**Aim:** Copy out the data word for word, from its first line through the line containing "73), (90, 78)]]", and leave the pictures out.

**Dataset records:**
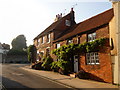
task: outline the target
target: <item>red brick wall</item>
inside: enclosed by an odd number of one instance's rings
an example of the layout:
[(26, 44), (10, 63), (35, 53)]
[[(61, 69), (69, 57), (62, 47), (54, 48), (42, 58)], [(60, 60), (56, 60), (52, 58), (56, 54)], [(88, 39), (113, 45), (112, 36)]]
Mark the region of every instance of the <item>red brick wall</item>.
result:
[[(96, 31), (97, 38), (109, 37), (108, 27), (98, 29)], [(81, 43), (85, 42), (85, 34), (81, 37)], [(98, 81), (104, 81), (112, 83), (112, 67), (110, 60), (110, 46), (107, 41), (105, 47), (102, 47), (99, 51), (99, 65), (86, 65), (86, 55), (80, 56), (80, 69), (90, 73), (90, 78)]]

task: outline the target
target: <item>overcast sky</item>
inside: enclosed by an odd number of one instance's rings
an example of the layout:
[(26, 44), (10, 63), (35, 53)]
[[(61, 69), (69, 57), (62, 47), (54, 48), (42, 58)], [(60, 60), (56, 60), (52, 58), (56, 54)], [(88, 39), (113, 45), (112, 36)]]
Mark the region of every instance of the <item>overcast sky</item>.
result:
[[(49, 1), (49, 2), (48, 2)], [(86, 2), (85, 2), (86, 1)], [(98, 0), (99, 1), (99, 0)], [(11, 44), (13, 38), (24, 34), (27, 45), (54, 22), (57, 14), (64, 15), (74, 7), (77, 23), (112, 8), (107, 0), (0, 0), (0, 42)]]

**Output:**
task: outline the target
target: <item>red brick wall</item>
inside: enclosed by an odd number of one instance's rings
an example of the layout:
[(26, 44), (10, 63), (35, 53)]
[[(61, 69), (69, 57), (62, 47), (54, 48), (42, 58)], [(60, 60), (56, 60), (52, 58), (56, 54)], [(88, 39), (113, 45), (112, 36)]]
Mark the region of every instance of the <item>red brick wall</item>.
result:
[[(96, 31), (97, 38), (109, 37), (108, 27), (98, 29)], [(81, 43), (85, 42), (85, 34), (81, 37)], [(98, 81), (104, 81), (112, 83), (112, 67), (110, 60), (110, 46), (107, 41), (105, 47), (102, 47), (99, 51), (99, 65), (86, 65), (86, 55), (80, 56), (80, 69), (90, 73), (90, 78)]]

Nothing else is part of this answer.